• Work required:
Nothing in the records may be dropped or altered when you repeat them.

Supplied material Block Start

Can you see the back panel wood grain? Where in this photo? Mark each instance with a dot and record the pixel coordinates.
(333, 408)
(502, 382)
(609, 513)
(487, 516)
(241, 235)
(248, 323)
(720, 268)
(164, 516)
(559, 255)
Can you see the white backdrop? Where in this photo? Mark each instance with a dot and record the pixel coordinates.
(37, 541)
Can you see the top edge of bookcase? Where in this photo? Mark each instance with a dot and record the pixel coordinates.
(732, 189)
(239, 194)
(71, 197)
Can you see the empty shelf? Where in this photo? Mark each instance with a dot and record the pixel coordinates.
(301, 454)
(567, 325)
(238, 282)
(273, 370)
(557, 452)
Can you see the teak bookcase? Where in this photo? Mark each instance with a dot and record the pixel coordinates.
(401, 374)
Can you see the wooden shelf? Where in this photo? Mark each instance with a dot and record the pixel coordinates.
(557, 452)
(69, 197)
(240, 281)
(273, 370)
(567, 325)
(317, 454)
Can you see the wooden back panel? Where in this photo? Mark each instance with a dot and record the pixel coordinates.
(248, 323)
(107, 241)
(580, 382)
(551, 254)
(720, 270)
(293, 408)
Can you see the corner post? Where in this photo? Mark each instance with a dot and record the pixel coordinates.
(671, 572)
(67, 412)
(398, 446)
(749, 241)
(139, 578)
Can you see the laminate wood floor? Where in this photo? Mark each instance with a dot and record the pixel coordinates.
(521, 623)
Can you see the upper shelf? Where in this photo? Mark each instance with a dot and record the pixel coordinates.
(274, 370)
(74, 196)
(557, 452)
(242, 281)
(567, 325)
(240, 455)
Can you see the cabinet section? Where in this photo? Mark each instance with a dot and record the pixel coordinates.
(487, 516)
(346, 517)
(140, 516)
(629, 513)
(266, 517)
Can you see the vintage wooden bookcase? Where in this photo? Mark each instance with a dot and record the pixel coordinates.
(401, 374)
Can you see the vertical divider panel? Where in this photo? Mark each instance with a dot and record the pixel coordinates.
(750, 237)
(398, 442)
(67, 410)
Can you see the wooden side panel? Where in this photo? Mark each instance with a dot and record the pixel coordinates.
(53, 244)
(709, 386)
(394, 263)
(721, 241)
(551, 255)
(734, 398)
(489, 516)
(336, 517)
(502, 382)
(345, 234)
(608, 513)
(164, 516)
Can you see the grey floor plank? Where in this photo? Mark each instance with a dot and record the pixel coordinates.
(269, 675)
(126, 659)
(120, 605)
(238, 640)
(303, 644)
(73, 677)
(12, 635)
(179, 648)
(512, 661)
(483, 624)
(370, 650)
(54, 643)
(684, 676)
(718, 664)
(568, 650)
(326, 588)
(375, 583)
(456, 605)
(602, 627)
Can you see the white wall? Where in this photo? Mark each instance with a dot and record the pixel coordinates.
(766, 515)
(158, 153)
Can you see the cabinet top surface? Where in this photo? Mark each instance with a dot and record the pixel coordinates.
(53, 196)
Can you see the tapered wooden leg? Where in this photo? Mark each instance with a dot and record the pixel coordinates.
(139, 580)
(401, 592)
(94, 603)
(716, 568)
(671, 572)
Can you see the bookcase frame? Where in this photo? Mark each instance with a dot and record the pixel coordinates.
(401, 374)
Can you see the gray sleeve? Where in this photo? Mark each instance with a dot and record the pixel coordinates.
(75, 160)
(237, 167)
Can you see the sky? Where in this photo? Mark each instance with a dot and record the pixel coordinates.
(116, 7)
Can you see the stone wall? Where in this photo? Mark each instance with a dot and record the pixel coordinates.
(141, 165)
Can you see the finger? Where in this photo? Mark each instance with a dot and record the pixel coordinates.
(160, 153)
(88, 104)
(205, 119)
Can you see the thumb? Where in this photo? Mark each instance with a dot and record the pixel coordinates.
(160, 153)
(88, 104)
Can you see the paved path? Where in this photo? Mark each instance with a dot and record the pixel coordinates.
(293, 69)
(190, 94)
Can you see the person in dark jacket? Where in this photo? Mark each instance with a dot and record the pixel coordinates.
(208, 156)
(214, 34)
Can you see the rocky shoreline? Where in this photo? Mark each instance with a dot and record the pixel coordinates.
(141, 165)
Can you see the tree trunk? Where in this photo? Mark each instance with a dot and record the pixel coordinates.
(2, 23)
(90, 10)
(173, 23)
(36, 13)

Supplied material Block End

• Answer space:
Can you see the back panel wood grain? Where in this photo? Mark each instance with a dot and record the pixel coordinates.
(333, 408)
(502, 382)
(609, 513)
(487, 516)
(241, 235)
(248, 323)
(720, 268)
(164, 516)
(559, 255)
Can you see the white backdrop? Where in this photo? Mark each instance with a dot and record the pixel coordinates.
(37, 541)
Can you see the top edge of bookcase? Where in this photo? Mark each instance with a dot and record the pixel coordinates.
(732, 189)
(239, 194)
(71, 197)
Can you see the empty shelf? Where in this photo? Mark each instance with a dot and record the pixel coordinates.
(301, 454)
(567, 325)
(238, 282)
(273, 370)
(557, 452)
Can you see the teak bookcase? Where in this photo? Mark each instance with a dot and record the pixel coordinates.
(401, 374)
Can you see the wooden shelf? Where in this photo? Mark each instance with a dot and record the pixel coordinates.
(557, 452)
(69, 197)
(240, 281)
(273, 370)
(567, 325)
(317, 454)
Can you see the wooden back panel? Where in this photo? Mark each instance with a dot and record the pixel coordinates.
(248, 323)
(107, 241)
(580, 382)
(551, 254)
(720, 270)
(293, 408)
Can you see the corner post? Where in this photo? Mark each instance with a dot and record the pixel coordinates.
(671, 572)
(67, 412)
(398, 446)
(749, 241)
(139, 578)
Can you see the laminate wood floor? Where in this photo? Mark each instance with a dot and record the pixel coordinates.
(521, 623)
Can you see the upper shelf? Where in this photo? Mark each instance with a dot and record the pixel coordinates.
(274, 370)
(74, 196)
(557, 452)
(242, 281)
(567, 325)
(240, 455)
Can you see the cabinet section? Where in this photo? Mark each instance with a dot and record the pixel coordinates.
(487, 516)
(346, 517)
(140, 516)
(629, 513)
(266, 517)
Can you see the vintage wooden bookcase? Where in this photo? Mark each instance with a dot and record the pixel coordinates.
(401, 374)
Can you see the vertical divider panel? Where in this photo? Mark each instance with a dot and record the pixel coordinates.
(750, 237)
(398, 442)
(67, 410)
Can you see the wooden side panel? Where in this photo? Mark each instance with a dot and record the pixel coordinates.
(53, 244)
(709, 386)
(394, 263)
(721, 241)
(551, 255)
(734, 398)
(489, 516)
(336, 517)
(502, 382)
(345, 234)
(608, 513)
(164, 516)
Can you see the grey floor plank? Where in this photo? Mark each instance with a dot and record the pixel coordinates.
(269, 675)
(126, 659)
(120, 605)
(238, 640)
(303, 644)
(73, 677)
(12, 635)
(179, 648)
(512, 661)
(483, 624)
(370, 650)
(54, 643)
(684, 676)
(718, 664)
(568, 650)
(326, 588)
(375, 583)
(456, 605)
(602, 627)
Can you see the white wall? Where in this photo? Mark each instance with a dot and record the pixel coordinates.
(766, 515)
(158, 153)
Can you see the cabinet top surface? Where in this photo? Mark each instance with a dot and record the pixel coordinates.
(53, 196)
Can you see the tapered wooden leg? Where in this photo? Mark each instance with a dot and record the pixel coordinates.
(139, 580)
(401, 592)
(94, 603)
(716, 568)
(671, 572)
Can you see the bookcase frame? Where in this photo? Mark each instance with a dot and record the pixel coordinates.
(401, 374)
Can you see the gray sleeve? Where in this photo? Mark each instance with a dot and record the pixel coordinates.
(75, 160)
(237, 167)
Can you see the sky? Where in this photo? Mark each instance with a dot and record the pixel coordinates.
(116, 7)
Can you see the stone wall? Where in this photo? Mark each instance with a dot and record the pixel coordinates.
(141, 165)
Can you see the finger? Where in this photo? Mark each instance with a dot and record the pixel coordinates.
(160, 153)
(88, 104)
(205, 119)
Can you see the thumb? Where in this photo? Mark each instance with a dot and record the pixel coordinates.
(160, 153)
(88, 104)
Can you see the paved path? Where in this photo? Mark each instance with a dot and record the pixel coordinates.
(293, 69)
(190, 94)
Can you see the person in dark jacket? Where in this photo? Mark each instance with a dot and record the pixel coordinates.
(208, 156)
(214, 34)
Can you see the rocky shoreline? Where in this photo? Mark each instance with a dot and record the pixel coordinates.
(141, 165)
Can you see the tree trunk? Where in this photo? Mark each instance with a dot and record the pixel coordinates.
(2, 23)
(90, 10)
(173, 23)
(36, 13)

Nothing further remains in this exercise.